- **WHAT THE TASK REQUIRES**
Return, word for word, the lines running from the one that contains "</instance>" to the final line of the listing below.
<<<<
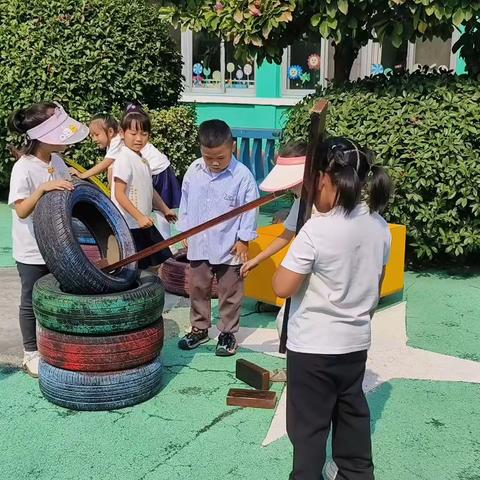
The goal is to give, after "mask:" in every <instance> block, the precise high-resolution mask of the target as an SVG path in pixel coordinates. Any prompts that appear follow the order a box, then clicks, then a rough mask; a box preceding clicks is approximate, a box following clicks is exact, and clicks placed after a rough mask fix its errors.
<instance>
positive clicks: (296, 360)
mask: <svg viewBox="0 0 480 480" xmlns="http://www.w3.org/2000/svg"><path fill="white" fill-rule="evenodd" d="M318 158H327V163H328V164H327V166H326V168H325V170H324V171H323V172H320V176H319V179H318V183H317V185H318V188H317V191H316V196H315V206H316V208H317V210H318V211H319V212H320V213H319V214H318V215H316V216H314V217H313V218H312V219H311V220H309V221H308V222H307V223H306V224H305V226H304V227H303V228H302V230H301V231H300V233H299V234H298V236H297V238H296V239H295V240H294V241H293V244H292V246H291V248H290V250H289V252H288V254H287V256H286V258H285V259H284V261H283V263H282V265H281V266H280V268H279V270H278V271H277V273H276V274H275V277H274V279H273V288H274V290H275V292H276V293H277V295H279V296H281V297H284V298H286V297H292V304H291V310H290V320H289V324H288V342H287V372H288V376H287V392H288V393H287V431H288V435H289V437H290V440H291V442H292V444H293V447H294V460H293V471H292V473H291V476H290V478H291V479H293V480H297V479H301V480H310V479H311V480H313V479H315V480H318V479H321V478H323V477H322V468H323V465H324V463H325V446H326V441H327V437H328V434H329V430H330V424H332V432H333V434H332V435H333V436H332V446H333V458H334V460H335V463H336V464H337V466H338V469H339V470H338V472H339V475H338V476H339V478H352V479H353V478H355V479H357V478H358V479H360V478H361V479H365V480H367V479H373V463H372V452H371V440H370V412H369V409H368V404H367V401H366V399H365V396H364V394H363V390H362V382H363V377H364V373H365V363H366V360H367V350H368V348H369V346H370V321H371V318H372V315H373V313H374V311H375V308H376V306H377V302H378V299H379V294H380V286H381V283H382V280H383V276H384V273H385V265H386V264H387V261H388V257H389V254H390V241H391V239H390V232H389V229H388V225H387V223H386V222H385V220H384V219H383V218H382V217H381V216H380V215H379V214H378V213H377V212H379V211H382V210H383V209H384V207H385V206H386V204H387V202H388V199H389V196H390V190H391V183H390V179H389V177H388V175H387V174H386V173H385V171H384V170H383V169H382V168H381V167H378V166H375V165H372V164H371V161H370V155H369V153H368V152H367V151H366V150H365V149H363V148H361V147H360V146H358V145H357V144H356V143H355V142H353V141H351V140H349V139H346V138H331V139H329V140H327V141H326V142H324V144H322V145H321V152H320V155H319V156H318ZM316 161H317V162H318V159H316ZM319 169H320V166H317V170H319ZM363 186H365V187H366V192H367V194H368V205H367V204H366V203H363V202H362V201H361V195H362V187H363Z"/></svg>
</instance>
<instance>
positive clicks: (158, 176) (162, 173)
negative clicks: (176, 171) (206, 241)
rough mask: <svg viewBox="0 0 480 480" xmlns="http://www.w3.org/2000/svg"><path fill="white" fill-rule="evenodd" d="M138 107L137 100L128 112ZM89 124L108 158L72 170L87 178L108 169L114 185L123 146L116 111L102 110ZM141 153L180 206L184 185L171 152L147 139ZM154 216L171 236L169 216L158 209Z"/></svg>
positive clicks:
>>>>
- **YOUR SOLUTION**
</instance>
<instance>
positive clicks: (158, 176) (162, 173)
negative clicks: (176, 171) (206, 241)
rough mask: <svg viewBox="0 0 480 480" xmlns="http://www.w3.org/2000/svg"><path fill="white" fill-rule="evenodd" d="M138 107L137 100L128 112ZM89 124L108 158L72 170L87 178L108 169L114 185L123 146L116 111L102 110ZM141 153L180 206L184 185L171 152L147 139ZM154 216L171 236L169 216L158 209Z"/></svg>
positive clicks:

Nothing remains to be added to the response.